(Recorded data)
== Segment start ==

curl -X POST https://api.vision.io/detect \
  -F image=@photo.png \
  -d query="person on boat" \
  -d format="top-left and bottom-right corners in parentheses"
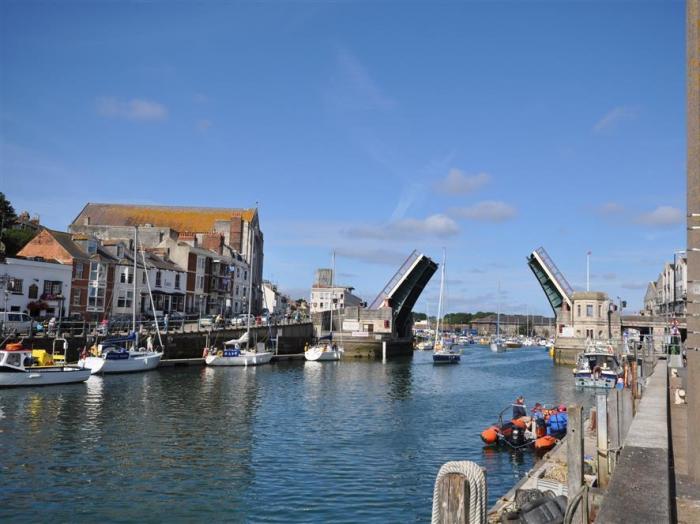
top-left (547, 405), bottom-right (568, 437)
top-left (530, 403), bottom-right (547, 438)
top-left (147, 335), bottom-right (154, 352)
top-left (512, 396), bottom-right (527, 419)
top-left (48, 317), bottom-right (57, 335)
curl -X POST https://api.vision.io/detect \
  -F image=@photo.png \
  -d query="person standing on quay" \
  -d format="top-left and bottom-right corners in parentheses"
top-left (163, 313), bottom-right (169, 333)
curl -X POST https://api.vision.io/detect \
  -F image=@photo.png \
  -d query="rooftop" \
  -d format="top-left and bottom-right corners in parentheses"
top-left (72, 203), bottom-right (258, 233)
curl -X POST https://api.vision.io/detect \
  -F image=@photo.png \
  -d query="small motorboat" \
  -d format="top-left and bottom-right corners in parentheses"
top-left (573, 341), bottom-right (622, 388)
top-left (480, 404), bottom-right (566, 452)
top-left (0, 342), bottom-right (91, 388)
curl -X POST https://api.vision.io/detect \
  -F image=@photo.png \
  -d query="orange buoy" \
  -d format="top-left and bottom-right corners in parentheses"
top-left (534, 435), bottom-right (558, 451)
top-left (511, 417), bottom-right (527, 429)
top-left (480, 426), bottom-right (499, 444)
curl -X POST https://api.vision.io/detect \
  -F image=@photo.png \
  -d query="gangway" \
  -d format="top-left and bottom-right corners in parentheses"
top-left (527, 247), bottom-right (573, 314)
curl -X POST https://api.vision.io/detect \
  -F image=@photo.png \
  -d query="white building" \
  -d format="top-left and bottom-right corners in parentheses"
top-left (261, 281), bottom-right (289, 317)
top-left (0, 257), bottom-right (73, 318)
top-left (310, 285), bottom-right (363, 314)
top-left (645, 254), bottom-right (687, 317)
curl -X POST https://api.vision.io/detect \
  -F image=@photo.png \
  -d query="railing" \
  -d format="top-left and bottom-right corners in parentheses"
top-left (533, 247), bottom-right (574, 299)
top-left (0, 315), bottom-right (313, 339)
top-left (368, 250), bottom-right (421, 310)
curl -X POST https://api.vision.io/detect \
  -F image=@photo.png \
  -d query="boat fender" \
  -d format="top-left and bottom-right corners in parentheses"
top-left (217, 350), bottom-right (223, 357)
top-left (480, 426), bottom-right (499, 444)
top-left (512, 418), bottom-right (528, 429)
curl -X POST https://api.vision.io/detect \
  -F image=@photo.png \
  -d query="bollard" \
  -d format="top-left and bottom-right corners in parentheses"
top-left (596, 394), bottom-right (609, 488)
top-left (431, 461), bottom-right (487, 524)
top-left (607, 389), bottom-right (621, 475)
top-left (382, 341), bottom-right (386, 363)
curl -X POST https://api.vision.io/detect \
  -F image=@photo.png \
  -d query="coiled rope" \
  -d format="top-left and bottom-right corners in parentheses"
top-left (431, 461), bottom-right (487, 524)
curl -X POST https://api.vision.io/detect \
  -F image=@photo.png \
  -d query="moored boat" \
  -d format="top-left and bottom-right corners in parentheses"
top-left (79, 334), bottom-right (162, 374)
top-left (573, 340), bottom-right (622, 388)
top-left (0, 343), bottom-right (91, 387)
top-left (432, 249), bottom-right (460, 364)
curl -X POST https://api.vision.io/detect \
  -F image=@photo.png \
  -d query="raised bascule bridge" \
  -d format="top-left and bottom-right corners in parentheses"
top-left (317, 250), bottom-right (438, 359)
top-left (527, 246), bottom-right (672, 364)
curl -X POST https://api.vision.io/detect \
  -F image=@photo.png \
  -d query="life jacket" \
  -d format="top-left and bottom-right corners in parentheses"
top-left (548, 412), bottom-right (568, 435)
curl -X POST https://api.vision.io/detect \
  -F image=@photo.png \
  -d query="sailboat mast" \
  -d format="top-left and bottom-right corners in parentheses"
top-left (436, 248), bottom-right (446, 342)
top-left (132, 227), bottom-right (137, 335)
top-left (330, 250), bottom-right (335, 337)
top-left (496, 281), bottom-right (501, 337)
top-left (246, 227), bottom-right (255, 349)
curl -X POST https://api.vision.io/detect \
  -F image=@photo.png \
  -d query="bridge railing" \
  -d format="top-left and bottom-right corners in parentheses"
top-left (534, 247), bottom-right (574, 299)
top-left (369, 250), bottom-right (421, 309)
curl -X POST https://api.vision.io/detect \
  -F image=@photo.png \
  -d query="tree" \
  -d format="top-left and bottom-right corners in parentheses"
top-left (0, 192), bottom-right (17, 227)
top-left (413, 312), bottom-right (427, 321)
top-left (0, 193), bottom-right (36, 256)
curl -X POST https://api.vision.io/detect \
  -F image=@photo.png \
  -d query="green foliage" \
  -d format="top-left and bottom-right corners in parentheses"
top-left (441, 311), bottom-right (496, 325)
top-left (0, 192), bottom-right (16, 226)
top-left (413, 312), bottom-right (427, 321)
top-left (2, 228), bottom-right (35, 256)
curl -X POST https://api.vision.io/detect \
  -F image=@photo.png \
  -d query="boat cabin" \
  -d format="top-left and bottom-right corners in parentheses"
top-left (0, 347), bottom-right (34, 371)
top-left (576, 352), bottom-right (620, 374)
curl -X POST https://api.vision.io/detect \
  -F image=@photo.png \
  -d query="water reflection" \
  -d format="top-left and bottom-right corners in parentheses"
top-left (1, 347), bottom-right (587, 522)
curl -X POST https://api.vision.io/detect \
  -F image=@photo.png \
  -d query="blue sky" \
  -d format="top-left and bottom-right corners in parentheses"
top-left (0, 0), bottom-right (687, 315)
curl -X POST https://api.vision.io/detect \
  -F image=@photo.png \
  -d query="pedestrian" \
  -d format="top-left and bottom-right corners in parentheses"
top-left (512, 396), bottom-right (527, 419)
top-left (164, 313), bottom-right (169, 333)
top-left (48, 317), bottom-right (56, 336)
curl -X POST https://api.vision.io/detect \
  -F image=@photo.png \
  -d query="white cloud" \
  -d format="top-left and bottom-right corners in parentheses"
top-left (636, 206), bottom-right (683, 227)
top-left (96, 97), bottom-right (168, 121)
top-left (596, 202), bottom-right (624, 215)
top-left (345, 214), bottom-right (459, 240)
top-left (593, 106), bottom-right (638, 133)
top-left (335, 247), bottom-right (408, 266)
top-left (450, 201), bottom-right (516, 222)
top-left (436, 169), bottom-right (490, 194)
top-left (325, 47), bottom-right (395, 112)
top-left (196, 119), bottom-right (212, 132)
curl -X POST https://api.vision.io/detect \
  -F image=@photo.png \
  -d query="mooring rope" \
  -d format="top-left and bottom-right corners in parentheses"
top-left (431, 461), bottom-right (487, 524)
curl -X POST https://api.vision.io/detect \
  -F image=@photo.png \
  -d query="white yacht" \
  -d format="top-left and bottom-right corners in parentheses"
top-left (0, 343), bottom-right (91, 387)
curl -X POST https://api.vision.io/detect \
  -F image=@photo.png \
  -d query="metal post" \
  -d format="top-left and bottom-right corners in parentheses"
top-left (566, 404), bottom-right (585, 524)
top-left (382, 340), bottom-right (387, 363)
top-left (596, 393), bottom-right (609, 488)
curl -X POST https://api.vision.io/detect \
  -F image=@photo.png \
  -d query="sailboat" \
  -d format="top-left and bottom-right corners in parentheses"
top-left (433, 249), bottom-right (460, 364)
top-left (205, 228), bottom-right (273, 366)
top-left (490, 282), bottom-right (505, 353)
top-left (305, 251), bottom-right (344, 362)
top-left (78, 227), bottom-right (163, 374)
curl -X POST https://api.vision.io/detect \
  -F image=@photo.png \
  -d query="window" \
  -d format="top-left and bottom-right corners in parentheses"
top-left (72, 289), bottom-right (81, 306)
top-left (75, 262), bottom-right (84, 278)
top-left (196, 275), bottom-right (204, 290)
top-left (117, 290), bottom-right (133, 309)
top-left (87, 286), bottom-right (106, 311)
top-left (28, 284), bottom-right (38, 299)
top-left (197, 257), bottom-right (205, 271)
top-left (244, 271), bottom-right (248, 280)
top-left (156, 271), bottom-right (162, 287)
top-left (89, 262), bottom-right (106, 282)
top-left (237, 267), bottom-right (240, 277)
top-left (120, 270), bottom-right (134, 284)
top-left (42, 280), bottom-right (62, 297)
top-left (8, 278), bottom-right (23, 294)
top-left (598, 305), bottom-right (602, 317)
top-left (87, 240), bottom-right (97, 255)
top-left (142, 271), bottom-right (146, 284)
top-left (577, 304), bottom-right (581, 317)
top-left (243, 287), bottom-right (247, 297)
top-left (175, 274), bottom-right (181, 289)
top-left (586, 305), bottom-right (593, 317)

== Segment end ==

Task objective: When a line of the records holds the word "white", copy that line.

Response area:
  -d query="white building" \
  -d query="white cloud" \
  -d query="white yacht" \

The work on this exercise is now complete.